Items from a data source:
───

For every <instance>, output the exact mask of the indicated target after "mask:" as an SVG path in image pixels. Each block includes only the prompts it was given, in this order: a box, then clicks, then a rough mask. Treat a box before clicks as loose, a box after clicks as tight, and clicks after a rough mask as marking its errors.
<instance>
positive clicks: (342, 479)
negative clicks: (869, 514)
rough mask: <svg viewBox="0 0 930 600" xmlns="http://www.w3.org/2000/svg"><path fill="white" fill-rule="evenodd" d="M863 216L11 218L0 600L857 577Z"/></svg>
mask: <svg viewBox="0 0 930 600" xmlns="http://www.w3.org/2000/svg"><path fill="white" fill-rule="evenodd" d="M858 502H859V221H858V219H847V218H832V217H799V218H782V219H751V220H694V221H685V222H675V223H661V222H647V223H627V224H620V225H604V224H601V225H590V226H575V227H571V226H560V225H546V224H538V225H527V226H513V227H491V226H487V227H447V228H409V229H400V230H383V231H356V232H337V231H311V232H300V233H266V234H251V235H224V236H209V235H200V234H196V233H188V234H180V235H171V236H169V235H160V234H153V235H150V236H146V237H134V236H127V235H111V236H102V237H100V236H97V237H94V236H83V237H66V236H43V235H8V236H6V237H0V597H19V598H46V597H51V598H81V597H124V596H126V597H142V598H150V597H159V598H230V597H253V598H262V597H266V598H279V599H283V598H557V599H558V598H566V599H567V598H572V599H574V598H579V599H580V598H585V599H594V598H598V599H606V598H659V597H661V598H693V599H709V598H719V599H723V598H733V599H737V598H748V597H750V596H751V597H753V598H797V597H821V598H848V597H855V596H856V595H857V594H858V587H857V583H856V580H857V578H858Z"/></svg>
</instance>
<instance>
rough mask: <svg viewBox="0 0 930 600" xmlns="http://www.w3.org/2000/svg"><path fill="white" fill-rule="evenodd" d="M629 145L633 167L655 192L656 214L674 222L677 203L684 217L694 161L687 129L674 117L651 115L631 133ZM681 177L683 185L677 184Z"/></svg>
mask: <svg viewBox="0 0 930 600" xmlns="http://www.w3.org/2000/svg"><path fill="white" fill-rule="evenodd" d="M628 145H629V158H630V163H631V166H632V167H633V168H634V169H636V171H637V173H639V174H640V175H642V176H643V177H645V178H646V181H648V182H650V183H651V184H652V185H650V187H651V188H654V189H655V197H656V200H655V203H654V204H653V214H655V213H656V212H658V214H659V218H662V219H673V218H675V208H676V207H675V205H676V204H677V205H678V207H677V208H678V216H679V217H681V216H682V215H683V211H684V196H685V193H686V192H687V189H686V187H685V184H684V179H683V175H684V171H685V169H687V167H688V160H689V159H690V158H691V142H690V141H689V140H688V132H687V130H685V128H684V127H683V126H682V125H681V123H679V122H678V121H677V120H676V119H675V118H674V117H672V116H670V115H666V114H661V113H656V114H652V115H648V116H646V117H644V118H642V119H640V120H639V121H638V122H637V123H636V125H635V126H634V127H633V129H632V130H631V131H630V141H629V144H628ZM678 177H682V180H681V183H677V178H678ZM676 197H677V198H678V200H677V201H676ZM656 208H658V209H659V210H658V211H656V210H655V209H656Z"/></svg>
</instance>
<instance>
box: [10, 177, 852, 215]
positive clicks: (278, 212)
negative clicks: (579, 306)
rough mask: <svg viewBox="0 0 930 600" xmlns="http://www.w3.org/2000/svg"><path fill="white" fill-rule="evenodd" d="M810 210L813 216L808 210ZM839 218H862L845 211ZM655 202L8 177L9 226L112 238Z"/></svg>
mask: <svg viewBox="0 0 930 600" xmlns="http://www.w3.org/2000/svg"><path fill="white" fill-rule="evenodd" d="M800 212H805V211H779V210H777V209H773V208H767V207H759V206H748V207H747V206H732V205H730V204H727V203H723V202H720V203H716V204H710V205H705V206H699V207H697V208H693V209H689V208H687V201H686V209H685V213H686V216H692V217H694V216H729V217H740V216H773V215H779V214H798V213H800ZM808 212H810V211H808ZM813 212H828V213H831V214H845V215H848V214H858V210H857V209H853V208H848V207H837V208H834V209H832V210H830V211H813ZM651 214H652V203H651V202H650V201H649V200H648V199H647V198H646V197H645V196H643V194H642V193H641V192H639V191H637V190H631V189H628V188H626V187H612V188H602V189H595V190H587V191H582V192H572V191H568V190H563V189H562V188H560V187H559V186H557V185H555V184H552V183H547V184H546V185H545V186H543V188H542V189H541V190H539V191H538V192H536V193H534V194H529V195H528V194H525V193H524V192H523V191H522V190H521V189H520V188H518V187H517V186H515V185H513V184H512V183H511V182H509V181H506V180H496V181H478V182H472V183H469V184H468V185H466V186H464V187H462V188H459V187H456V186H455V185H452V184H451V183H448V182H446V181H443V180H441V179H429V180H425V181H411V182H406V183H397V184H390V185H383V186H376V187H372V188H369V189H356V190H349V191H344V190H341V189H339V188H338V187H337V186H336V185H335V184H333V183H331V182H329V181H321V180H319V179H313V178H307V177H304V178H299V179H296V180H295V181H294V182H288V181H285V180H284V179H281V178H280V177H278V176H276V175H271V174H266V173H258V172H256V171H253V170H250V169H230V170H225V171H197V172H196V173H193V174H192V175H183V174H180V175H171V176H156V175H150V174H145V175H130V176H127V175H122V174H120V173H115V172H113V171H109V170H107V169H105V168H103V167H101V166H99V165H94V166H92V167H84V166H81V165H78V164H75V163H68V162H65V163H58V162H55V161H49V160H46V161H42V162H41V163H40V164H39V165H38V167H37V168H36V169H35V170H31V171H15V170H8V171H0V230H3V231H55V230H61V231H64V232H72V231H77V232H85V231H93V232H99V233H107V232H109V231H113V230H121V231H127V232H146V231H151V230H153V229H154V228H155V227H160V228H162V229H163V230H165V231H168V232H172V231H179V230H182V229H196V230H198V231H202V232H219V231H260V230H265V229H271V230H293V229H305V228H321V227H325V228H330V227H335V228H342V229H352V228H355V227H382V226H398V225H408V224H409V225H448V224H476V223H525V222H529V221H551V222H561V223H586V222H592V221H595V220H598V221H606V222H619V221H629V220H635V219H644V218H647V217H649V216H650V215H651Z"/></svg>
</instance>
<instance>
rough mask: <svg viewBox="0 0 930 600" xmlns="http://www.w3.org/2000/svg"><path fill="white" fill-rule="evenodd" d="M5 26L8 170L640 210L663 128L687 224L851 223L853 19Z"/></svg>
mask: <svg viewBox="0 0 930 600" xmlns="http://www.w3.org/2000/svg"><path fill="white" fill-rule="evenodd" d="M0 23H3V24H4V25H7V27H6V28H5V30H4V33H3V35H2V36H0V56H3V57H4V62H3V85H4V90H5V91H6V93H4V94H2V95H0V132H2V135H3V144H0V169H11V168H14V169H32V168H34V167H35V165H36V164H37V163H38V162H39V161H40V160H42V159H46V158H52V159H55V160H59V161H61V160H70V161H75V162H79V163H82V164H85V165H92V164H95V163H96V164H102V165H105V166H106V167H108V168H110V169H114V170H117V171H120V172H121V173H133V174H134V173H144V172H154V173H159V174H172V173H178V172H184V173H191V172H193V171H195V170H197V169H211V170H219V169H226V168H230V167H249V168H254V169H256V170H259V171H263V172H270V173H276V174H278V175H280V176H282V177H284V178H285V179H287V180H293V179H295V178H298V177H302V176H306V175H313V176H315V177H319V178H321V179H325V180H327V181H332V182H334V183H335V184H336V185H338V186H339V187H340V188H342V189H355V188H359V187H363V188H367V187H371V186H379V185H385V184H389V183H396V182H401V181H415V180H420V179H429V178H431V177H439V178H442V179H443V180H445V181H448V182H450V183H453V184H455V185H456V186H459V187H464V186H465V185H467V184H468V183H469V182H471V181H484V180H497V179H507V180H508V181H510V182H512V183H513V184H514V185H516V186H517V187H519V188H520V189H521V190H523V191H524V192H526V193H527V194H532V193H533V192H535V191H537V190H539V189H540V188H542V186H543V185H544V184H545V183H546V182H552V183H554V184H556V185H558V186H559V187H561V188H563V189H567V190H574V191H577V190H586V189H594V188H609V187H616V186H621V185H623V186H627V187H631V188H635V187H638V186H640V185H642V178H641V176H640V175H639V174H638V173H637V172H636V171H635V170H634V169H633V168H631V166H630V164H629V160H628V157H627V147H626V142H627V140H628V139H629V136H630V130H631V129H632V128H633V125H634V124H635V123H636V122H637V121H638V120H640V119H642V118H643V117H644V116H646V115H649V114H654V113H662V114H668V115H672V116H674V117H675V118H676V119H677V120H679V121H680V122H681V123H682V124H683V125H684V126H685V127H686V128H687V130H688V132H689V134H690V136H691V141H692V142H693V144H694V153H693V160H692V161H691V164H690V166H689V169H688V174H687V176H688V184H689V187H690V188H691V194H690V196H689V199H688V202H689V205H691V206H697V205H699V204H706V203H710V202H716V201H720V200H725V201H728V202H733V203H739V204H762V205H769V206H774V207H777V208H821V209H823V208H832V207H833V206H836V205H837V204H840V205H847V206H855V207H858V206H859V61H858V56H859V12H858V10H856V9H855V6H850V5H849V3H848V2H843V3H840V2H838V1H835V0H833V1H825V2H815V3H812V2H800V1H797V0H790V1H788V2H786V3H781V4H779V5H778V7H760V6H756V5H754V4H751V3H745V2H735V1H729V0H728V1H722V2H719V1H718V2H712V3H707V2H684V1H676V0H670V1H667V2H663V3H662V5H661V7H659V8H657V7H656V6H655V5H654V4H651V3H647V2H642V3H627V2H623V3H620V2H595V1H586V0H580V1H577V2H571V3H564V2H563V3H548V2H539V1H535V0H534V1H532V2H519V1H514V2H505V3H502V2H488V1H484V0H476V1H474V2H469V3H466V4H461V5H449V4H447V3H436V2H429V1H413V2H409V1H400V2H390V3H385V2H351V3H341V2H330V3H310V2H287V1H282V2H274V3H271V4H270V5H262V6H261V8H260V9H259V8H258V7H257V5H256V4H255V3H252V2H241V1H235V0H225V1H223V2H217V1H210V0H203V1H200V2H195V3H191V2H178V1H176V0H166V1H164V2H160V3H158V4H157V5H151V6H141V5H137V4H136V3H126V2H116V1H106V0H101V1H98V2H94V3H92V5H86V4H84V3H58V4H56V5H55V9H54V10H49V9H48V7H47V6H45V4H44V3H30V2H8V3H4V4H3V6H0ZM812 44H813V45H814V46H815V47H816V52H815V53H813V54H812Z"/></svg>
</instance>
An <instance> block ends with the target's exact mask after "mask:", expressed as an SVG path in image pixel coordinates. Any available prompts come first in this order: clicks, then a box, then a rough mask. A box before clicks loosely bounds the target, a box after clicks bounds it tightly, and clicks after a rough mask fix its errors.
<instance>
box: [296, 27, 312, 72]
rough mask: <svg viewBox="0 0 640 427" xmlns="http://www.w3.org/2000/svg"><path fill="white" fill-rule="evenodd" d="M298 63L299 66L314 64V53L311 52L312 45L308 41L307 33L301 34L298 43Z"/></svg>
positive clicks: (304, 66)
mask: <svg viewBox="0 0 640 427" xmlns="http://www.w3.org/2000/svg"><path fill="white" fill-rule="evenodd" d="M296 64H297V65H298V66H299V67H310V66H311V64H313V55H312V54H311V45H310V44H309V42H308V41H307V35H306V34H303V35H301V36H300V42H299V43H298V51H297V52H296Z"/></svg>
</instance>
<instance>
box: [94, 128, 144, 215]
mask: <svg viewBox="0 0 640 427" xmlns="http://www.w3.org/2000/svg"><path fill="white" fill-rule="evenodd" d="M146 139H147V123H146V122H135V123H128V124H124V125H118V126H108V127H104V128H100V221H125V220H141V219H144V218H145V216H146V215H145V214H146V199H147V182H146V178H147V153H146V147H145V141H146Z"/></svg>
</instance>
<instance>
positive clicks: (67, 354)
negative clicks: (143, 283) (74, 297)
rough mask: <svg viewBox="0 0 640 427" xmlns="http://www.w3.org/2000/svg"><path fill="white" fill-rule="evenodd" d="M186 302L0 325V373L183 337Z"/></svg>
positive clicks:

───

Write down every line of the data above that includes the string "after".

For every <instance>, output the exact mask of the indicated target after "mask:" as an SVG path in image pixels. Each block includes only the prompts it was given, in this order: a box, then clicks, then a rough mask. Treat a box before clicks as loose, a box after clicks as tight, and clicks after a rough mask as marking its errors.
An <instance> block ends with the target's exact mask after "mask:", expressed as an SVG path in image pixel coordinates. Any available prompts come first in this order: clicks, then a box, then a rough mask. A box before clicks loosely bounds the target, a box after clicks bounds it tightly, and clicks after a rough mask fix its errors.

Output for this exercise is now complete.